Record extracts below:

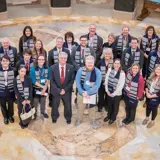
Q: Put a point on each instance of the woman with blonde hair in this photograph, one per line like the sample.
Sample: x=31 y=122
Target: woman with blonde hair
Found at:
x=38 y=50
x=153 y=96
x=133 y=92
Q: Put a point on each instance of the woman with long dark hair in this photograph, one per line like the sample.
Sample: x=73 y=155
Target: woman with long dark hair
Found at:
x=69 y=41
x=104 y=64
x=27 y=40
x=38 y=50
x=148 y=44
x=114 y=83
x=7 y=96
x=40 y=76
x=133 y=91
x=23 y=91
x=153 y=96
x=111 y=44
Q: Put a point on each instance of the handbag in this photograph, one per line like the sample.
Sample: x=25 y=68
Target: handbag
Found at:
x=26 y=117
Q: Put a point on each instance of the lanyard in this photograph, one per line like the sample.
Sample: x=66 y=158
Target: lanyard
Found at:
x=42 y=73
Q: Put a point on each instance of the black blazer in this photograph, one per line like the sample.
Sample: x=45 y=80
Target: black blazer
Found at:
x=55 y=81
x=19 y=97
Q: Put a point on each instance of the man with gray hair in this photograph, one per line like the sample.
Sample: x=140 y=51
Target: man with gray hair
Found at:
x=7 y=49
x=95 y=41
x=88 y=80
x=53 y=57
x=61 y=79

End of Record extracts.

Directions. Your task is to reproduce every record exactly while omitting the pictures.

Solution for this task.
Q: Put a point on each instance of the woman with blonde hair in this photograph, one per line like the sample.
Sample: x=31 y=122
Target: woman with blonde hair
Found at:
x=38 y=50
x=153 y=96
x=133 y=92
Q: Put a point on each instance of the woman with long dark hair in this photograph, one per line like the sample.
Sample: x=73 y=155
Target: woman with long dark hair
Found at:
x=69 y=41
x=104 y=64
x=27 y=40
x=38 y=50
x=148 y=44
x=114 y=83
x=7 y=96
x=40 y=76
x=133 y=91
x=23 y=91
x=153 y=96
x=111 y=44
Q: Put a point on each instance of the handbag in this photograph, one per line like the sample.
Sample: x=25 y=68
Target: handbag
Found at:
x=26 y=117
Q: Put a point on each instance of the lanyard in this photograph, one per line like the sample.
Sample: x=66 y=158
Target: lanyard
Found at:
x=42 y=73
Q: Put a point on each instance of the black blazer in this photograph, one per line like the sample.
Sample: x=45 y=80
Target: black blazer
Found at:
x=55 y=81
x=19 y=97
Q: Put a point on each instance of the man with gray hair in this photograph, one per line like the sample.
Sample: x=140 y=51
Target: man with gray hair
Found at:
x=7 y=49
x=95 y=41
x=88 y=80
x=53 y=57
x=61 y=79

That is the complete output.